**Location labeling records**
⟨

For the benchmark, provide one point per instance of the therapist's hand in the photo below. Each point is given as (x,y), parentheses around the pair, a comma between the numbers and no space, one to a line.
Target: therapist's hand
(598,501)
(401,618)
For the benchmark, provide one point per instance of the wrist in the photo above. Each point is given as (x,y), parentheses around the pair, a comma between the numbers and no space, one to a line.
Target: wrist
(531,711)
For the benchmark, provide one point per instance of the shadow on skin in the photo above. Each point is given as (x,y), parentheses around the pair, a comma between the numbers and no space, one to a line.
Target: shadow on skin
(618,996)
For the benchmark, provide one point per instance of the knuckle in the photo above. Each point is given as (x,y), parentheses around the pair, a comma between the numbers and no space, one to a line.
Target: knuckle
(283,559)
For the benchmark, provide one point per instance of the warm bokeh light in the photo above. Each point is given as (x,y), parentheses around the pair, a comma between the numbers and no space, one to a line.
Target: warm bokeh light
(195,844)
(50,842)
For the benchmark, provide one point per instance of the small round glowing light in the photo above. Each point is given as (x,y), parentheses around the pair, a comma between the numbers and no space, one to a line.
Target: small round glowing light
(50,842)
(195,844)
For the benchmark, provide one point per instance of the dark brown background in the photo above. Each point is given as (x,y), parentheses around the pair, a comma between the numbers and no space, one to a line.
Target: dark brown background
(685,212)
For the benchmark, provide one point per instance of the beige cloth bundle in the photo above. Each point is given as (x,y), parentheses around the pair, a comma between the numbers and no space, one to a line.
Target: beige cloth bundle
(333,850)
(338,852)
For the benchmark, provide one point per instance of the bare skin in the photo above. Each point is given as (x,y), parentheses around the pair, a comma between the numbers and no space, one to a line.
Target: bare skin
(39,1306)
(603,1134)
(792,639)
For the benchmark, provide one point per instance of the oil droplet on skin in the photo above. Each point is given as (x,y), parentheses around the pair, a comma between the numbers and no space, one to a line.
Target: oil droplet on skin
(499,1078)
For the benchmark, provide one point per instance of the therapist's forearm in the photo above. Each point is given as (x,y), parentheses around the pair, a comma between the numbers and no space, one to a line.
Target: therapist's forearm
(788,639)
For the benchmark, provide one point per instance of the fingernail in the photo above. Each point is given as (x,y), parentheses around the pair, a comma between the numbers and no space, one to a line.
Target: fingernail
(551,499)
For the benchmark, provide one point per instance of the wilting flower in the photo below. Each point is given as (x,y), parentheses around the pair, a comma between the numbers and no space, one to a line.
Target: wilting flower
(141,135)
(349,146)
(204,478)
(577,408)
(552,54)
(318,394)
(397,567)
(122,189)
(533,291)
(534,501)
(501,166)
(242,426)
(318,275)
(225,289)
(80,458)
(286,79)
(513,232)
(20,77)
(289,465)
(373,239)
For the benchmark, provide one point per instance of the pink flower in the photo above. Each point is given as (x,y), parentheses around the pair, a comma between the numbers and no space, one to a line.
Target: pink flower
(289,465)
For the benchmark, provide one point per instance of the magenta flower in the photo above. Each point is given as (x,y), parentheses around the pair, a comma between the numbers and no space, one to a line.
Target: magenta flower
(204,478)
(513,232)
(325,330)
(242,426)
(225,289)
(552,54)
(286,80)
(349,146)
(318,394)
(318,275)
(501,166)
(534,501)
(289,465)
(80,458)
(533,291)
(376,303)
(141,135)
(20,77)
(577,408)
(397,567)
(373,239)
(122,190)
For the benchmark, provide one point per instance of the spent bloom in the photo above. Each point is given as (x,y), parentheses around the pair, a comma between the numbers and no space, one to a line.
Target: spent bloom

⟩

**Given request**
Swap each "benchmark" in the data above for "evaluation" and write out all the lines again, leaving everything else unchanged.

**Solution for this task**
For the evaluation, provide one point per instance of the therapist's hand in the photo below. Each point is given as (x,y), parentheses around the pair, a comma between the numbers and no space, one to a line.
Target: therapist's hand
(598,501)
(401,618)
For the evaluation, provide one point per instance of the wrist in the photo above. Each point is given as (x,y), parentheses around the pair, a comma between the numbers and no space, one to a line.
Target: wrist
(531,711)
For the evaluation, provide one point per instance of the shadow on skin in the photo above. Each point is given as (x,y), parentheses around the pair, a comma between the numbers and no space, one to a line.
Target: shadow on skin
(618,996)
For the evaluation, provide one point per instance of the knuckle in the photo above. Each point is given as (x,y), parentheses around the pair, a comma between the numbers and no space, one to a line.
Target: knuckle
(283,559)
For the evaluation, provide one point per instance of the warm bokeh light in the photo above. Each point is given as (x,y), parentheses around the pair, a comma between the numbers and no space, one to a line.
Target: warm bokeh light
(195,844)
(50,842)
For the evaluation, provide one point per instance of the small round glowing light in the photo above. Each point is given as (x,y), parentheses around the pair, a comma between the numbers and no space, one to a line.
Target: small round glowing light
(50,842)
(195,844)
For the evaluation, provide one point per instance of the dark brown background in the photo above. Each point is given as (x,y), parentheses around the pair, a comma between the numbers and no space, one to a line.
Target: dark brown background
(685,212)
For the evaluation, provide one point per instance of the beige cloth bundle in the photo above. Each point is given as (x,y), parentheses around the pair, a comma between the numbers and no space, one to a line.
Target: beige cloth bundle
(333,850)
(338,852)
For the evaluation, provide one point per instance of the bare skin in the photo above. Each point is given as (x,y), parentheses around the pair, a comma between the numbers and no space, one to a line.
Target: bare skin
(39,1306)
(603,1134)
(792,639)
For the evaluation, provide one point per instance of the oil droplet on skin in the photo above. Each point is given as (x,y), parentheses around the pair, a comma between the numbers and no space, one to a line.
Target: oil droplet on skin
(499,1078)
For the evaluation, provide one point per instance of the therapist's forearm in the photo above. Each point is given as (x,y), parentheses around the pair, a comma between the numbers and no space, one to a line.
Target: therapist's forearm
(788,639)
For the evaluation, provide one point per instance of the fingernail in the photo above. Each point is given as (x,y), parentheses around the pair, a comma between the numbers and no space, one to a line.
Target: fingernail
(551,499)
For the evaluation, provide one point per instance of the wilting flower in the photo below. Each point is given as (x,y), parentheses around the pair, a comma between the numbers and no space, one to a line.
Target: wilting flower
(141,135)
(349,146)
(204,478)
(577,408)
(552,54)
(318,394)
(397,567)
(122,189)
(533,291)
(534,501)
(501,166)
(242,426)
(318,275)
(225,289)
(80,458)
(286,79)
(513,232)
(20,77)
(289,465)
(373,239)
For the evaluation, provide one point per instance of the pink flower in the photo above. Each point is given as (x,y), parentheses around the pair, a comma between the numbers and no space, one to a line.
Target: pink flower
(289,465)
For the evaluation, provide one point per instance of the magenta flower in the photo above. Each point is given as (x,y), parentheses around the pair, a comma between the numbers and no space, one to a line.
Target: magenta flower
(204,478)
(513,232)
(325,330)
(242,426)
(225,289)
(552,54)
(286,80)
(349,146)
(318,394)
(318,275)
(501,166)
(534,501)
(289,465)
(80,458)
(533,291)
(376,303)
(141,135)
(20,77)
(577,408)
(397,567)
(373,239)
(122,190)
For the evaluation, provide one point per instance of the spent bloom in the photo above. Each point is given as (x,y), parentheses around the pair, a comma between the numbers and no space, one to a line.
Target: spent bloom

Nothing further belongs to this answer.